KAFKA_TOPIC_NAME_CONS = "songTopic"
KAFKA_BOOTSTRAP_SERVERS_CONS = 'localhost:9092'

if __name__ == "__main__":
    print("Kafka Producer Application Started ... ")

    kafka_producer_obj = KafkaProducer(bootstrap_servers=KAFKA_BOOTSTRAP_SERVERS_CONS,
                                       value_serializer=lambda x: x.encode('utf-8'))
    
    filepath = "tracks.csv"
    # This is the csv which has Spotify data.
    
    
    songs_df = pd.read_csv(filepath)
    #songs_df = songs_df[songs_df['release_date'] > '2020-01-01']
    songs_df = songs_df[songs_df['popularity'] > 50]
    # We use this filter to get popular songs streaming. This can be tuned based on your intrest.
    
    
    songs_df['order_id'] = np.arange(len(songs_df))
    
    songs_df['artists'] = songs_df['artists'].str.replace('[^a-zA-Z]', '')
    songs_df['id_artists'] = songs_df['id_artists'].str.replace('[^a-zA-Z]', '')
    
    # Some pre-processing performed for clean data.
    
    song_list = songs_df.to_dict(orient="records")
    
    
    

    message_list = []
    message = None
    for message in song_list:
        
        message_fields_value_list = []
        
        
        message_fields_value_list.append(message["order_id"])
        message_fields_value_list.append(message["id"])
        message_fields_value_list.append(message["name"])
        message_fields_value_list.append(message["popularity"])
        message_fields_value_list.append(message["duration_ms"])
        message_fields_value_list.append(message["explicit"])
        message_fields_value_list.append(message["artists"])
        message_fields_value_list.append(message["id_artists"])
        message_fields_value_list.append(message["release_date"])
        message_fields_value_list.append(message["danceability"])
        message_fields_value_list.append(message["energy"])
        message_fields_value_list.append(message["key"])
        message_fields_value_list.append(message["loudness"])

= = = = =

Direction 1: In the Kafka producer script, rewrite the block that starts "songs_df = pd.read_csv(filepath)" as a short list of the steps it takes.
Direction 2: Print the Kafka producer script from "songs_df = pd.read_csv(filepath)" up to and including "for clean data.".
The listing after the Kafka producer script is separate material.

= = = = =

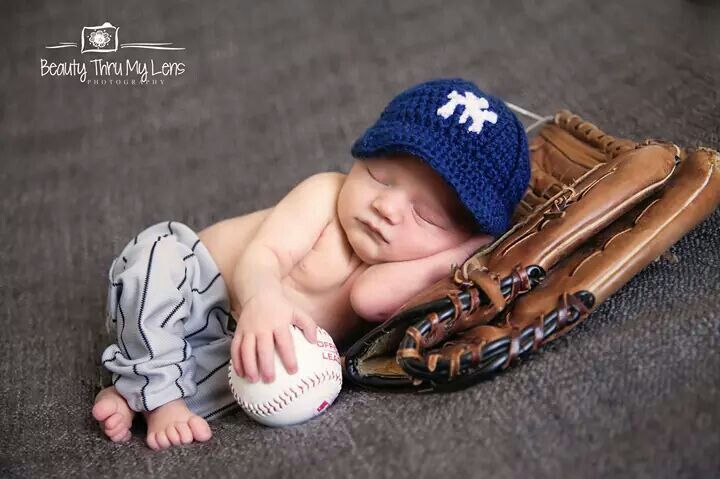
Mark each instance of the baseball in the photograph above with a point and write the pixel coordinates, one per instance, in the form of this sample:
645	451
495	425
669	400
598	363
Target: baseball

= = = = =

Problem solution 1:
- Reads the CSV at filepath ("tracks.csv") into songs_df with pd.read_csv.
- Leaves a filter for songs released after '2020-01-01' commented out.
- Keeps only rows whose popularity is above 50, so that popular songs are streamed. This threshold can be tuned.

Problem solution 2:
songs_df = pd.read_csv(filepath)
    #songs_df = songs_df[songs_df['release_date'] > '2020-01-01']
    songs_df = songs_df[songs_df['popularity'] > 50]
    # We use this filter to get popular songs streaming. This can be tuned based on your intrest.
    
    
    songs_df['order_id'] = np.arange(len(songs_df))
    
    songs_df['artists'] = songs_df['artists'].str.replace('[^a-zA-Z]', '')
    songs_df['id_artists'] = songs_df['id_artists'].str.replace('[^a-zA-Z]', '')
    
    # Some pre-processing performed for clean data.